> _INSTRUCTION_
Copy every line of the records below word for word, changing nothing.

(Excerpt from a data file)
%%

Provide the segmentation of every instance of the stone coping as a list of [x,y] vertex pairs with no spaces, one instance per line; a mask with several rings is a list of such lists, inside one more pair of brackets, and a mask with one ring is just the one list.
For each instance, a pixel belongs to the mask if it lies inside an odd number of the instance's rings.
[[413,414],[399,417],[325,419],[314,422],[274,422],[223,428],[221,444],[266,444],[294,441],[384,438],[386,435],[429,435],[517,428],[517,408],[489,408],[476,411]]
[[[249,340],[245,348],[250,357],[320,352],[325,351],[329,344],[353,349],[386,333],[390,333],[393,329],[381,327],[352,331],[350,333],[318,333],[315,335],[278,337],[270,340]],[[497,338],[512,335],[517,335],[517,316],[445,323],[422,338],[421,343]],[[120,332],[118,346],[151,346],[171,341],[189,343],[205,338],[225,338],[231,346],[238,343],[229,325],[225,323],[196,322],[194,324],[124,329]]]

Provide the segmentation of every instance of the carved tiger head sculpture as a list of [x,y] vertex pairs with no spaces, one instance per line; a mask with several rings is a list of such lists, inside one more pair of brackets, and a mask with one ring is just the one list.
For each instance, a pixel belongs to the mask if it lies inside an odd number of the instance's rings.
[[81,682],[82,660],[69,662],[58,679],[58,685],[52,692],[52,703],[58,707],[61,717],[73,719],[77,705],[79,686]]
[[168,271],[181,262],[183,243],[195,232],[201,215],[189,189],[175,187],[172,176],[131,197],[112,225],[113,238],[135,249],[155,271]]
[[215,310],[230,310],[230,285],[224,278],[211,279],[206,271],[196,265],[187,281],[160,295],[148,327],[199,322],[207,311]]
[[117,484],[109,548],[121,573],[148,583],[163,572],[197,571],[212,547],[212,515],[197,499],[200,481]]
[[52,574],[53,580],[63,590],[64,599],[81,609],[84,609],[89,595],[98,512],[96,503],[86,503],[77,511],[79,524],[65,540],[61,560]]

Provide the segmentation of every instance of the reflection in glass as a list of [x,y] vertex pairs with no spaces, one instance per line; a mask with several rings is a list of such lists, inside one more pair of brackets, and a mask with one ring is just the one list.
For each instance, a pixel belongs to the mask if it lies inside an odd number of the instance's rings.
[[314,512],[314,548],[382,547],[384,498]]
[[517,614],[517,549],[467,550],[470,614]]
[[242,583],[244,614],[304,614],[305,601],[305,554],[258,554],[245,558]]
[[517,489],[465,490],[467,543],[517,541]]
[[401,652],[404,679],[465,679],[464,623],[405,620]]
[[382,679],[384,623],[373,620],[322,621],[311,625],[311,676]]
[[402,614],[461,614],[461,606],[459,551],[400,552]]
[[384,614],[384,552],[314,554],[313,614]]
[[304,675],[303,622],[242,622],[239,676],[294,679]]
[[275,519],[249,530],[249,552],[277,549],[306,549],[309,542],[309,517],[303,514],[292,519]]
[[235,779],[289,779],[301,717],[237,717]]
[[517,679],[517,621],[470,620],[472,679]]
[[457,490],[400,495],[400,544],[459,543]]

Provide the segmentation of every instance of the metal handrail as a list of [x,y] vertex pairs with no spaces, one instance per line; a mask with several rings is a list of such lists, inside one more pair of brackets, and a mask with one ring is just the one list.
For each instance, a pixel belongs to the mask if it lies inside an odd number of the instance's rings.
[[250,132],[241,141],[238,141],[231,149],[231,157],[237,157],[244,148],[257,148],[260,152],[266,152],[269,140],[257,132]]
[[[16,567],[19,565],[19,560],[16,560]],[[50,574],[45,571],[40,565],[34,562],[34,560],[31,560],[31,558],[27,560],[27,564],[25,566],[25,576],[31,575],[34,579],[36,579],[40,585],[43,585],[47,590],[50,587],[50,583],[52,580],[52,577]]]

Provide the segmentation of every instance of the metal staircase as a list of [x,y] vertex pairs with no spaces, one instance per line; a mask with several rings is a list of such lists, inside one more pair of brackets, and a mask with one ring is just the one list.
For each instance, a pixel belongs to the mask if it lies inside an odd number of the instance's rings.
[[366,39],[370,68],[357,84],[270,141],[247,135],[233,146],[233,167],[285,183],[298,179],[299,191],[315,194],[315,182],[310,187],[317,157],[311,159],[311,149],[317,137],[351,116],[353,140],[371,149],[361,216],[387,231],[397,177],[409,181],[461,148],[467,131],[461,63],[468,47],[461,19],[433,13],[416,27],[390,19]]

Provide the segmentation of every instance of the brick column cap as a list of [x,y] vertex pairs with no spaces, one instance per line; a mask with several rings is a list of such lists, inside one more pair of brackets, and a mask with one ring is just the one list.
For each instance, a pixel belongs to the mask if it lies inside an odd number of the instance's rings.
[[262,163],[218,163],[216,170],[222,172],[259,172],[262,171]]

%%

> _ANSWER BELOW_
Provide the segmentation of every instance of the stone coping as a list of [x,y] vertex pairs with no spaces, one instance per line; a mask with several rings is a list of such lists, inside one more pair of brackets, and a mask with one ring is just the one list.
For each instance, a pixel belongs to the mask if it lies inside an odd number of the instance's rings.
[[413,414],[399,417],[325,419],[314,422],[274,422],[223,428],[221,444],[266,444],[294,441],[384,438],[386,435],[429,435],[517,428],[517,408],[489,408],[476,411]]
[[[249,340],[245,348],[250,357],[320,352],[325,351],[329,344],[353,349],[386,333],[390,333],[393,329],[381,327],[352,331],[350,333],[318,333],[315,335],[278,337],[270,340]],[[497,338],[512,335],[517,335],[517,316],[445,323],[422,338],[421,343]],[[120,332],[118,346],[151,346],[171,341],[189,343],[205,338],[225,338],[231,346],[238,343],[229,325],[225,323],[196,322],[194,324],[124,329]]]

Provide the segmentation of every instance of the carved tiger head sculpture as a list of [x,y] vertex pairs with no spaces, one instance per line; a mask with several rings is a list of such lists, inside one more pair of brackets, and a mask with one ring is just the one list.
For each instance, a pixel belongs to the mask if it lies inside an odd number of the instance's rings.
[[81,682],[82,660],[69,662],[58,679],[58,685],[52,692],[52,703],[58,707],[61,717],[73,719],[77,705],[79,686]]
[[168,271],[181,262],[183,243],[195,232],[201,215],[189,189],[175,187],[172,176],[131,197],[112,225],[113,238],[135,249],[155,271]]
[[215,310],[230,310],[230,285],[224,278],[211,279],[206,271],[196,265],[187,281],[160,295],[148,327],[199,322],[207,311]]
[[117,484],[109,548],[121,573],[148,583],[163,572],[197,571],[212,547],[212,515],[197,499],[200,481]]
[[52,574],[53,580],[63,590],[64,599],[81,609],[84,609],[89,595],[98,512],[96,503],[86,503],[77,511],[79,524],[65,540],[61,560]]

Provide the segmentation of every instance of the reflection in glass as a list of [x,y] vertex pairs with no spaces, one instance per line; a mask with several rings is a list of such lists, inside one more pair of brackets, and a mask with one ring is just the one list.
For each instance, a pixel belongs to the mask if it lies inside an odd number of the instance's rings.
[[314,512],[314,548],[382,547],[384,498]]
[[517,614],[517,549],[467,550],[470,614]]
[[242,583],[244,614],[304,614],[305,601],[305,554],[258,554],[245,558]]
[[517,489],[465,490],[467,543],[517,541]]
[[401,652],[404,679],[465,679],[464,623],[405,620]]
[[382,679],[384,623],[373,620],[322,621],[311,625],[311,676]]
[[402,614],[461,614],[461,606],[459,551],[400,552]]
[[384,614],[384,552],[314,554],[313,614]]
[[304,675],[303,622],[242,622],[239,676],[294,679]]
[[275,519],[249,530],[249,552],[277,549],[306,549],[309,542],[309,517],[303,514],[292,519]]
[[235,779],[289,779],[301,717],[237,717]]
[[517,679],[517,621],[470,620],[472,679]]
[[457,490],[400,495],[400,544],[459,543]]

Provide the segmentation of every instance of the metal handrail as a list of [x,y] vertex pairs with no spaces, one instance per line; a mask with several rings is a list of such lists, inside one more pair of brackets, and a mask with one ring is just the one list.
For each instance, a pixel belongs to the mask if it lies inside an odd number of the instance's rings.
[[250,132],[241,141],[238,141],[231,149],[231,157],[237,157],[244,148],[257,148],[260,152],[266,152],[269,140],[257,132]]
[[[16,567],[19,565],[19,560],[16,560]],[[50,574],[45,571],[40,565],[34,562],[34,560],[31,560],[31,558],[27,560],[27,564],[25,566],[25,576],[31,575],[34,579],[36,579],[40,585],[43,585],[47,590],[50,587],[50,583],[52,580],[52,577]]]

Provide the segmentation of every instance of the metal staircase as a list of [x,y] vertex pairs with no spaces, one instance per line; a mask with several rings is a list of such lists, inside one more pair of brackets, and a mask with one ring is just the one list.
For each instance, a pixel belongs to the mask if it lies inside an odd number of the instance's rings.
[[366,39],[370,68],[357,84],[270,141],[247,135],[233,146],[233,167],[285,183],[298,179],[299,191],[315,194],[315,182],[310,187],[317,157],[311,159],[311,149],[317,137],[351,116],[353,140],[371,149],[361,216],[387,231],[397,177],[409,181],[461,148],[467,131],[461,63],[468,47],[461,19],[433,13],[416,27],[390,19]]

Provide the segmentation of every instance of the brick column cap as a list of [x,y] vertex pairs with no spaces, one instance per line; a mask with several rings is a list of such lists, inside one more pair of brackets, and a mask with one ring is just the one list.
For each instance, a pixel belongs to the mask if it lies inside an odd number of the instance's rings.
[[262,163],[218,163],[216,170],[222,172],[259,172],[262,171]]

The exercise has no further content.